◆ **Goal of the exercise**
An exact copy of all the data is the required output.

◆ **Material shown**
------------------------------------
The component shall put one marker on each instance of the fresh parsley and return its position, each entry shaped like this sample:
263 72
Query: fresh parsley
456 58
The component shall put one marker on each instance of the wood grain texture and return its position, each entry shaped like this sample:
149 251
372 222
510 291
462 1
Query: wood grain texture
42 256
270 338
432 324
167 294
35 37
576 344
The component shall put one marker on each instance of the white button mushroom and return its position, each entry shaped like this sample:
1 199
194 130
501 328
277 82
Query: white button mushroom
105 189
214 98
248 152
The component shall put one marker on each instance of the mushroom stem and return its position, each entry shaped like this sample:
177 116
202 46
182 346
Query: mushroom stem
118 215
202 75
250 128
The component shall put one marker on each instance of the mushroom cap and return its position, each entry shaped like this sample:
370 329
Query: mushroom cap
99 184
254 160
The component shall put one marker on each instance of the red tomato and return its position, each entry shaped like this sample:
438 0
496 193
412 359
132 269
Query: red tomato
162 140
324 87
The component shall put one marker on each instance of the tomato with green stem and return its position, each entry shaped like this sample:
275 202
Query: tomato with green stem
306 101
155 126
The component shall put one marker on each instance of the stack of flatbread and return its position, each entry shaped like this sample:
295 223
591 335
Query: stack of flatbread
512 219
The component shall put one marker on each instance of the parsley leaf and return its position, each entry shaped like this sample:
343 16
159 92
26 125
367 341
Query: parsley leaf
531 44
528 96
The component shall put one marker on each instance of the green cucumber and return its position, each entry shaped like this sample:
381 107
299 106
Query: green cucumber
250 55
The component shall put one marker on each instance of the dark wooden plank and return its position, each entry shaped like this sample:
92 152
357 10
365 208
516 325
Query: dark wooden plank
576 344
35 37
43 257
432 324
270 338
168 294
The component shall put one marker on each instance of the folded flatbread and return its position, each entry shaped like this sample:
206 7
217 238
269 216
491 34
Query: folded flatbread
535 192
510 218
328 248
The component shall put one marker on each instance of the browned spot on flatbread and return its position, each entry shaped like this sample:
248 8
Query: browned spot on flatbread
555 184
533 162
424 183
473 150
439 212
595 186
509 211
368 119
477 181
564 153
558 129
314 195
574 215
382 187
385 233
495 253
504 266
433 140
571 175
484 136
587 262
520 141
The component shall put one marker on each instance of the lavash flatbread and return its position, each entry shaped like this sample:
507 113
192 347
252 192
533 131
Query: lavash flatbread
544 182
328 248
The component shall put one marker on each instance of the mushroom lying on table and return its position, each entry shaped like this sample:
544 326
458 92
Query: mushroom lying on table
------------------------------------
◆ **Response**
The component shall put one marker on each instance of the fresh parsley and return its position, each entry shaped like this sample:
263 72
Query: fresh parsley
456 58
The component shall put one marker on each instance of the wood grain texture and return its position, each entry shaped like this sample:
149 251
372 222
510 291
462 1
Query: wood grain texture
42 256
270 338
432 324
167 294
35 37
576 344
The component shall put one marker on each instance of the white button mushroom and return its position, each entry shaped like this sample:
1 199
194 130
501 328
277 82
Query: white button mushroom
105 189
214 98
248 152
The component shall put one marker on each instance of the mushroom stem and return its position, each entry shaped like this sample:
177 116
202 46
182 346
Query: mushroom stem
118 215
202 75
250 128
The component shall put one marker on each instance of the mushroom cap and return its position, each entry shaped like this sample:
370 329
Query: mushroom cap
99 184
254 160
The component shall put one marker on each instance of the red tomato and return its position, each entry shaped like this sample:
438 0
496 193
412 359
132 269
Query: red tomato
162 140
324 87
The component shall put one marker on each instance of the tomato with green stem and return its position, each entry shaped like this sample:
275 202
Query: tomato with green stem
306 101
155 126
The component shall put one marker on each instance of the stack of flatbread and return its position, each entry shaped like this sample:
295 223
591 335
Query: stack of flatbread
512 219
The component shall put one marker on each instance of the parsley leaf and return its position, each entry shaped like this sample:
343 16
159 92
26 125
367 341
Query: parsley leaf
531 44
528 96
The component shall put one marker on each instance of the green cucumber and return its position, each entry shaped like this sample:
381 107
299 106
Query: green cucumber
250 55
The component shall put one marker on each instance of the dark wooden plank and return its position, each entry shaped like this sample:
92 152
357 10
365 208
516 325
Query: dark wooden plank
576 344
35 37
43 257
432 324
270 338
168 294
The component shall put one marker on each instance of the folded flatbread and return its position, each entry shaped like this sample:
206 7
217 238
269 216
491 34
Query: folded flatbread
535 192
510 218
328 248
The component shall put one marker on each instance of the browned spot on flatbread and return its position, each entry shaped like this sample:
248 8
Query: browned spot on flatbread
555 184
533 162
424 183
473 150
439 212
595 186
509 211
368 119
477 181
564 153
558 129
314 195
574 215
382 187
385 233
495 253
504 266
433 140
571 175
484 136
587 262
520 141
The component shall put one marker on each instance of the lavash flatbread and return its position, each entry shaped like this sample:
507 113
192 347
252 192
533 131
Query: lavash flatbread
544 182
328 248
The component shall put one marker on each instance of the mushroom lying on table and return its position, each entry shaped like this sample:
544 326
458 92
Query: mushroom lying on table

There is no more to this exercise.